Problem description :: Condense the paragraph that opens "This is extremely interesting" in the discussion of FIRE below, keeping its main points.

Text block ::
= = = = =

It is an organization that is extremely well-connected to mechanisms of knowledge-production, particularly mass media venues. Thus, most published accounts will reflect its own position, as opposed to the views of the student groups it attacks, groups with substantially less access to such resources. Wikipedia's emphasis on citations is perfectly reasonable; if everyone posted anything they wanted the site would surely turn into a disaster. Yet, particularly in a world where one's ability to be heard is inextricably tied to power and resources, this poses a serious problem for all of us committed to free dissemination of information, as this case well illustrates. It is not enough to privilege the ability to publish one's views in reputable sources, then tell others that if they want their perspectives noted, they must do so as well; it is this very tendency that organizations like FIRE have so wisely appropriated in order to promote their agenda and discredit others. No easy answers here, but further discussion welcomed.

In any case, there do exist published critcisms of FIRE in the Columbia Sexual Misconduct Policy case, all from the Columbia Daily Spectator.

Column criticising FIRE's tactics as well as the newspaper for serving as a tool of FIRE

Two Letters To The Editor responding to attacks by Karl Ward, a student recruited by FIRE

Column responding to FIRE's mischaracterizations of the policy and student activists

Article on activist, campaign free of FIRE's mischaracterizations

This is extremely interesting. Clearly FIRE is very invested in preserving its non-conservative image. It is quite obvious just from looking at the overall results they work toward and the tactics they use that they are not a progressive group (irrespective of the handful of liberals they have represented). Why do you need a newspaper to say so to make it true?

= = = = =

Material shown ::
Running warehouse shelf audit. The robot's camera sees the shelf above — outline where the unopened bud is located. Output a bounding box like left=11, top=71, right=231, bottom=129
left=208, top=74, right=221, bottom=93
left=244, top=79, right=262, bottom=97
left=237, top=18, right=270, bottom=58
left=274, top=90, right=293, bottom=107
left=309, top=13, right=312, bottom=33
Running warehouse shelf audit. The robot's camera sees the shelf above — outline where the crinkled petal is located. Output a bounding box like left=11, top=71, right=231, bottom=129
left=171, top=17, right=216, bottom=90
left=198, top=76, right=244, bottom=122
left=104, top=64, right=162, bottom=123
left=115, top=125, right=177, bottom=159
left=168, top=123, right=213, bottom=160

= = = = =

Answer for the task :: The writer finds this very interesting and says FIRE is clearly invested in preserving its non-conservative image. The results FIRE works toward and its tactics show it is not a progressive group, despite the few liberals it has represented. No newspaper needs to say so for that to be true.